- [Zadania do wykonania]:
(a) Odpowiedz na podstawie wątku forum:
(i) Do kiedy trwa urlop wychowawczy według wpisu z 19 listopada 2010, 20:18?
(ii) Ile zajmuje dojazd według wpisu z 19 listopada 2010, 20:21?
(iii) Ile lat ma dziecko opisane we wpisie z 19 listopada 2010, 21:23?
(b) Wypisz z wątku forum fragment zaczynający się od „4 listopada 2010, 12:05” i ciągnący się aż do „dołączyć, razem wspierać??”, bez żadnych zmian.

- [Fragment dokumentu]:
↓↓↓
4 listopada 2010, 12:05
Już niewiele czasu zostało aby zadbać w tym roku o siebie, zrzucić zbędne kilogramy.
Mój plan to min -5kg do końca roku (z obecnych 76,8kg do 72kg).
Ktoś chętny się dołączyć, razem wspierać??
- Dołączył: 2009-05-25
- Miasto: Piekary Śląskie
- Liczba postów: 4196
19 listopada 2010, 18:00
ja zapisuje mojego synia w marcu i u nas też babka powiedziała że jeżeli rodzice bedą miec prace to dziecko się dostanie do orzeczkola narazie to nie problem u nas, bo ja mam umowe na czas nieokreślony ale jak poszłam na wychowawcze firma w której pracuje przeniosła się do innego miasta i jak bede chciał tam dojeżdzać po wychowawczym to na dojazd potrzebuje 2 godziny i spowrotem też 2 godziny i mojego synia bym juz wcale nie widziała wiec nie wiem co mam zrobić po powrocie do pracy
19 listopada 2010, 20:18
Justyna.M.24 Oj z tymi przedszkolami to paranoja. A co ma zrobić mama która chce wrócić do pracy, ale wcześniej chciałaby zorganizować opiekę nad dzieckiem. Ja jestem na wychowawczym do września 2011 i nie mam pojęcia co potem. U nas jeszcze dziecko musi mieć skończone 3 lata a Kornelka będzie miała niecałe 3...porażka
19 listopada 2010, 20:21
kesi2610 Oj nie zazdroszczę sytuacji, chociaż u mnie podobnie (my się przeprowadziliśmy), tylko że na dojazd 1h i raczej zrezygnuje i będę szukać coś na miejscu, ale to dopiero po obronie :(
19 listopada 2010, 21:23
Na chwilkę - u mnie dla odmiany waga chyba w dół, ale też poczekam do niedzieli. Małą planuję na razie po 1-2 godz., żeby się pobawiła w przedszkolu, a na dobre to pójdzie od września. Mamy na miejscu babcię, więc nie ma problemu. Oboje pracujemy, a ja nawet na dwóch etatach, więc bez babci byłoby kiepsko. Moja to jeszcze maluszek, bo ma 1,5 roku. Miłego weekendu
- Dołączył: 2009-05-25
- Miasto: Piekary Śląskie
- Liczba postów: 4196
19 listopada 2010, 21:26
ja mam też do 8 września wychowawcze ale sobie jeszcze przedłuze o miesiac na wszelki wypadek jakby Maciuś miał zachorować w pierwszym miesiącu nie bede potem brała zwolnienia bi i tak by mi nie dali wiec wole przedłużyć ten okres a jak wróce chce żeby on mnie zwolnił i poszukam pracy gdzieś blisko zeby być z moim robaczkiem jak wróci z przeczkola:)
↑↑↑
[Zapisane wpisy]
↓↓↓
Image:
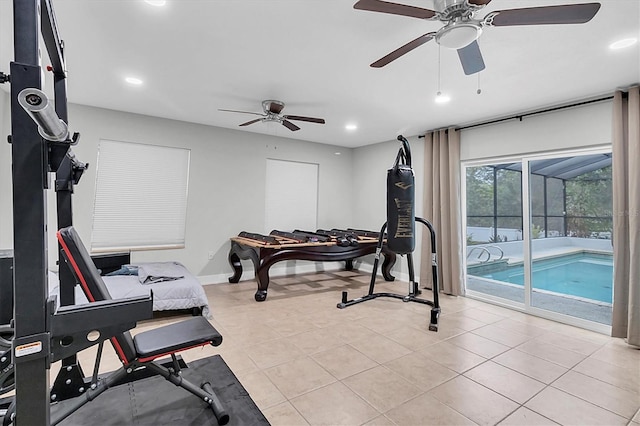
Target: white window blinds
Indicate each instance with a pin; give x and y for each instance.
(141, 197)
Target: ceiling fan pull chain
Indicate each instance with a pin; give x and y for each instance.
↑↑↑
↓↓↓
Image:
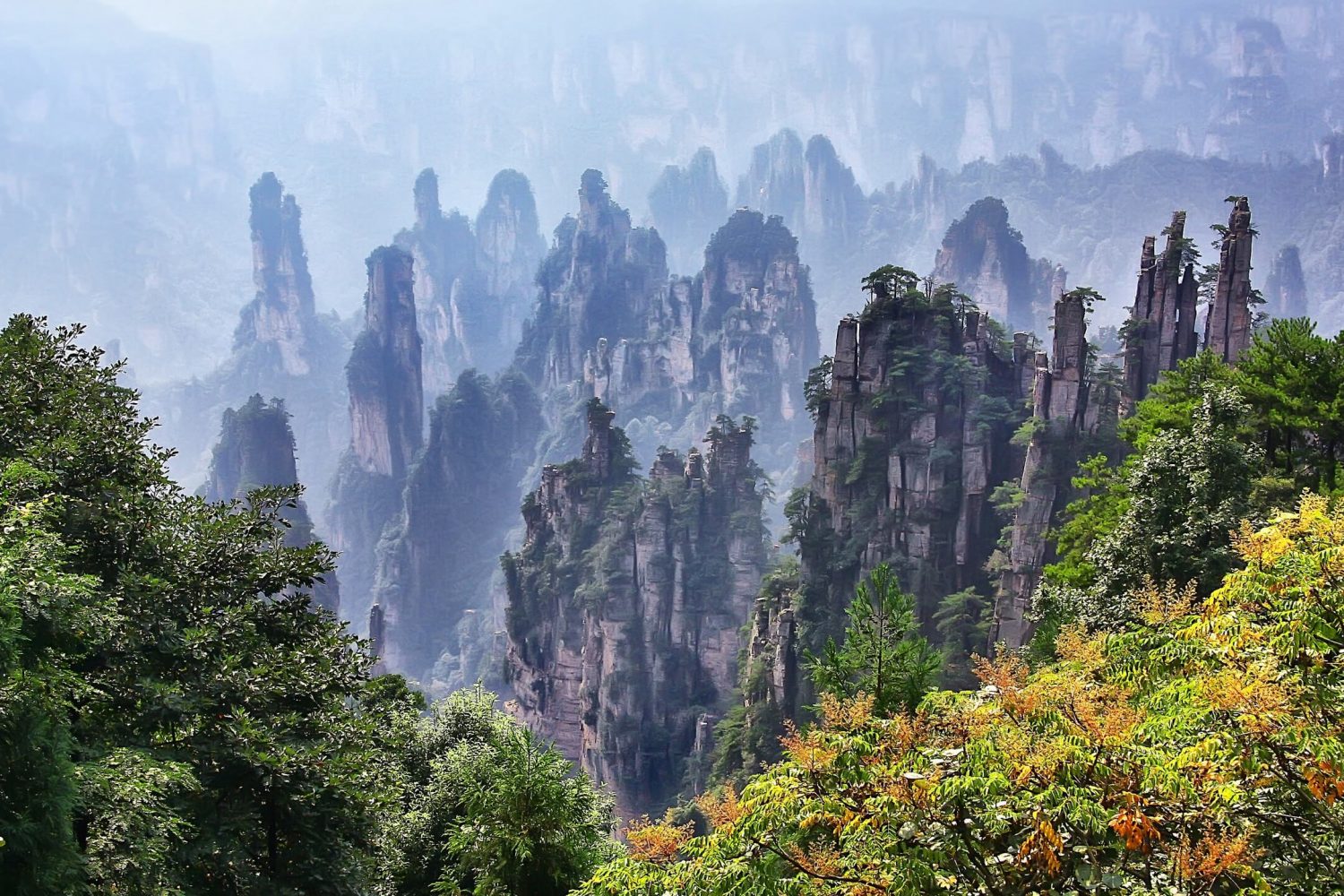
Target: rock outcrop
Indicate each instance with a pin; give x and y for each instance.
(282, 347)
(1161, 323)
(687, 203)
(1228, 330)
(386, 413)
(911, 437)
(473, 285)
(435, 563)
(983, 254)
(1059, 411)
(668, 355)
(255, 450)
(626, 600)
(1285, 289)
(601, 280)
↑↑↑
- [Odpowiedzi do ćwiczenia]:
(a)
(i) Do września 2011.
(ii) 1 godzinę.
(iii) 1,5 roku.

(b)
4 listopada 2010, 12:05
Już niewiele czasu zostało aby zadbać w tym roku o siebie, zrzucić zbędne kilogramy.
Mój plan to min -5kg do końca roku (z obecnych 76,8kg do 72kg).
Ktoś chętny się dołączyć, razem wspierać??